- VORLIEGENDER TEXT

--------------------------------------------------

Das Nowospasski-Kloster als Bastei der Romanow-Dynastie in Moskau

Reise
WILLIAM BRUMFIELD
Der Historiker und Architekturexperte William Brumfield erforschte die Geschichte einer der berühmtesten religiösen Stätten Moskaus.

Das Nowospasski-Kloster, das auf einem kleinen Hügel flussabwärts vom Kreml liegt, ist eine der ältesten religiösen Einrichtungen Moskaus. Wie bei vielen anderen Klöstern der Stadt fließen in seine Geschichte die geistige und politische Geschichte Russlands ineinander. Einigen Berichten zufolge wurde das Kloster in den 1150er Jahren vom Gründer Moskaus, Fürst Jurij Dolgorukij, gegründet.

Letzte Ruhestätte der Zaren

Die Verbindung des Klosters zu den Romanows geht auf das Ende des 15. Jahrhunderts zurück, als ein Mitglied der Familie Zacharin, der Vorfahren der Romanows, dort beigesetzt wurde. Im 16. Jahrhundert wurden weitere Mitglieder der Familie Zacharin auf dem Klosterfriedhof beerdigt -  darunter Roman Jurewitsch Zacharin (gest. 1543), der Vater von Anastasia, der ersten Frau von Iwan dem Schrecklichen.

Roman Zacharin, von dem sich auch der Name Romanow ableitet, gilt als der Urvater der Dynastie. Sein Sohn Nikita gründete die Dynastie und sein Enkel Fjodor Nikititsch (später Patriarch Filaret, Oberhaupt der russisch-orthodoxen Kirche) war der Vater des ersten Romanow-Zaren, Michail (1596-1645). Gegen Ende von Michails Regierungszeit begann  mit dem Wiederaufbau der massiven Backsteinmauern und -türme in den Jahren 1640-42 eine bedeutende Erweiterung des Klosters.

Michaels Nachfolger, Zar Alexej Michailowitsch (1629-76), setzte mit dem Neubau der Christ-Erlöser-Kathedrale in den Jahren 1645 bis 1649 die Erweiterung fort.

Im Jahr 1650 erhielt die Christ-Erlöser-Kathedrale ihren monumentalen fünfstufigen Ikonenschirm, die von Meisterkünstlern aus dem Kreml gemalt wurden. Die Fresken, die das Innere der Kathedrale schmücken, wurden 1689 im Auftrag von Zar Peter I. (dem Großen) gemalt. Sowohl der Ikonenschirm als auch die Fresken wurden kürzlich restauriert.

--------------------------------------------------

- AUSGANGSDATEN
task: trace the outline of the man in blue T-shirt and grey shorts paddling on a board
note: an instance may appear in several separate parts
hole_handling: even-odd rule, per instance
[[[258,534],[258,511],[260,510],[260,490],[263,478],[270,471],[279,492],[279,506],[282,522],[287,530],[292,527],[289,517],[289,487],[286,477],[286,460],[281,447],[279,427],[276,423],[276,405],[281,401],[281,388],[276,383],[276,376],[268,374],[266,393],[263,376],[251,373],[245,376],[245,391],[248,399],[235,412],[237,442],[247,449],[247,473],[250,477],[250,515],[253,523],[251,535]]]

--------------------------------------------------

- ZU LÖSENDE AUFGABEN
1. Übersetzen Sie den Satz „Sowohl der Ikonenschirm als auch die Fresken wurden kürzlich restauriert.“ aus dem Text über das Nowospasski-Kloster ins Englische.
2. Geben Sie aus dem Text über das Nowospasski-Kloster den Abschnitt von „Das Nowospasski-Kloster, das“ bis „Jurij Dolgorukij, gegründet.“ wortgetreu aus.
Die Daten werden für die Bearbeitung nicht benötigt.

- LÖSUNGEN DER ÜBUNG
1. Both the iconostasis and the frescoes were recently restored.

2.
Das Nowospasski-Kloster, das auf einem kleinen Hügel flussabwärts vom Kreml liegt, ist eine der ältesten religiösen Einrichtungen Moskaus. Wie bei vielen anderen Klöstern der Stadt fließen in seine Geschichte die geistige und politische Geschichte Russlands ineinander. Einigen Berichten zufolge wurde das Kloster in den 1150er Jahren vom Gründer Moskaus, Fürst Jurij Dolgorukij, gegründet.